◆ Text section
"""
Chaim Levanon (חיים לבנון; 1899–1986) was a Polish-born Israeli politician and mayor of Tel Aviv between 13 April 1953 and 1959.

==Personal life==
Levanon was born in Kraków, Poland, in 1899 as Chaim Yosef Levinstein. After graduating from a yeshiva, he studied agricultural engineering at the Jagiellonian University.

He made aliyah in 1927 and taught at the Ehad HaAm gymnasium in Petah Tikva. In 1928 he married Miriam Levit Shamrot.

==Political activity==
Levanon was one of the founders of the General Zionists youth movement, and later one of its leaders. He also founded and headed the Civilian Housing organization. In 1936 he served as the chairman of the election committee in Tel Aviv and the secretary-general of the General Zionists' labor union.

In 1951 he was elected to Tel Aviv's city council and served as the deputy mayor from 1952. Israel Rokach's resignation and ministerial appointment got him elected mayor by the city council on 13 April 1953. In 1955, Levanon was publicly re-elected into office.

==Legacy==
Levanon was the main founder of the Tel Aviv University, which he helped advance even after his mayoral tenure. One of its main streets was named after him after his death.
"""
◆ What you are asked to do
Translate this sentence from the text on Chaim Levanon into Spanish: "Levanon was the main founder of the Tel Aviv University, which he helped advance even after his mayoral tenure."

◆ Data excerpt
"""
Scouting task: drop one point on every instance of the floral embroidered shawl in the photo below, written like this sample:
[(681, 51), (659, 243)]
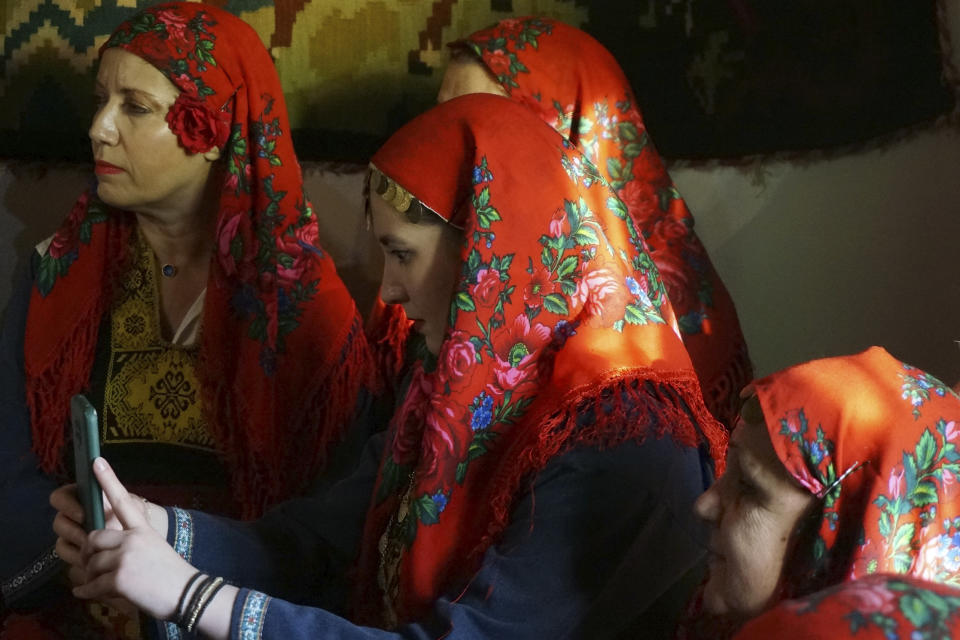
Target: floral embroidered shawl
[(282, 351), (558, 313), (878, 440), (877, 607), (573, 83)]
"""
◆ Answer area
Levanon fue el principal fundador de la Universidad de Tel Aviv, a cuyo desarrollo contribuyó incluso después de su mandato como alcalde.